• [Supplied passage]

Think of cranking the torsion bars like adding a spacer under a coil spring. The spring is the same as it was, but the vehicle sits higher. NOTE: suspension springs are not like valve springs where spacers add static load by compressing the spring.


----------



## Up North (May 4, 2004)

Kollerman;475992 said:


> Wow those made a huge difference. If you don't mind me asking, how much did you pay for the timbrens on the front? Did you also put them in the back?


I just have them on the front. They were $155 with shipping from Albany Spring in Albany, NY. Good people to deal with.

Buck


----------



## NoFearDeere (Nov 7, 2005)

Put a 7'6" Boss Standard Straight Blade on that thing. If you feel like stepping up, add Boss wings. That will take you out to 9'4"....


----------



## lodogg89 (Jul 8, 2006)

i have custom wings on my blizzard, it makes it around 9 and a 1/2 ft with em. Its a beast for driveways. the wings are great because you can hit grass and it wont tear it up.


----------



## famouslee99gt (Nov 6, 2006)

• [What you have to do]
According to the forum thread, what did the Timbrens for the front cost, and where were they bought? The lines that come next have no connection to the forum thread.

• [Data shown]
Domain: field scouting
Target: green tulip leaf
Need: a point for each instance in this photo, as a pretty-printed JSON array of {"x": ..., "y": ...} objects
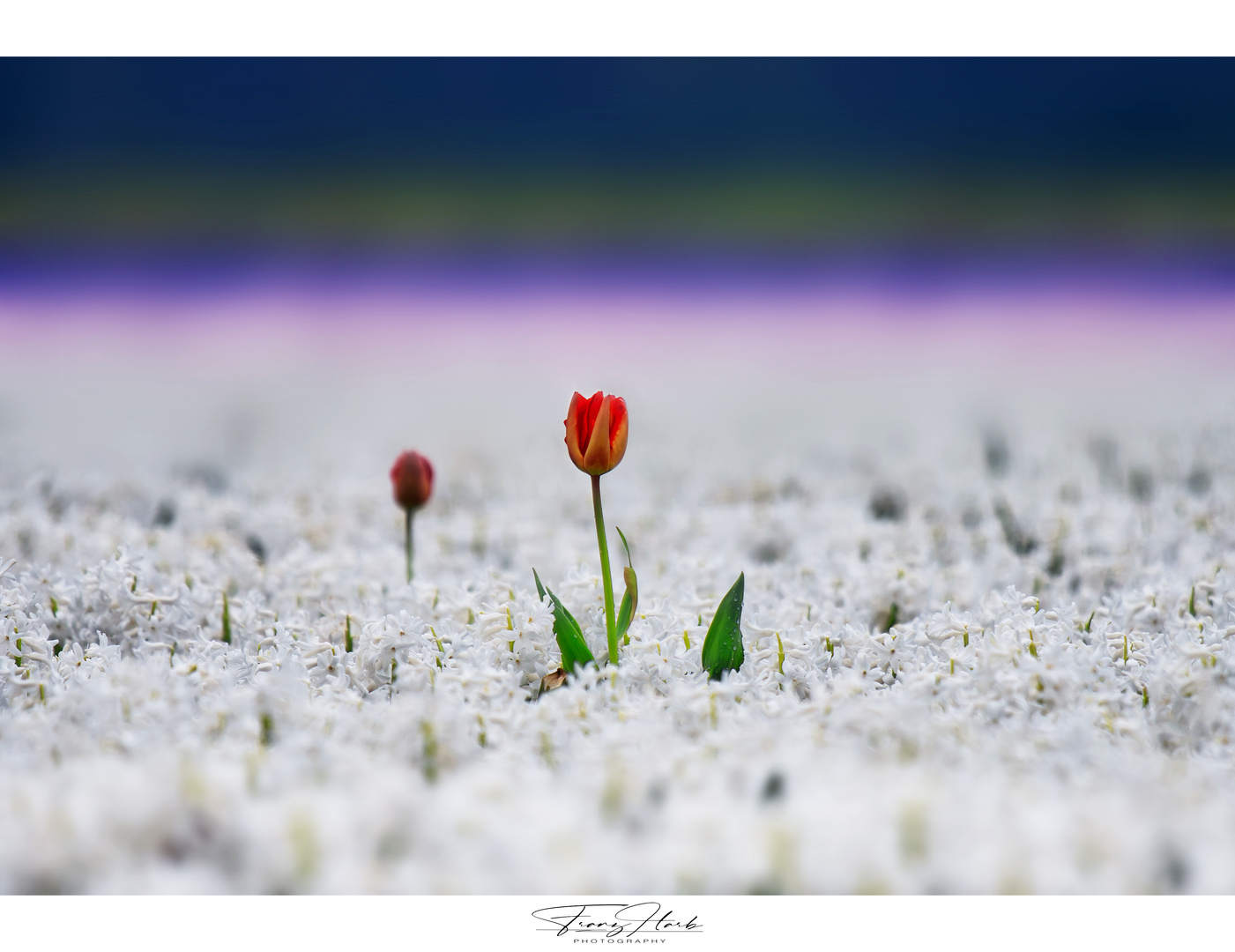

• [Final result]
They cost $155 with shipping from Albany Spring in Albany, NY.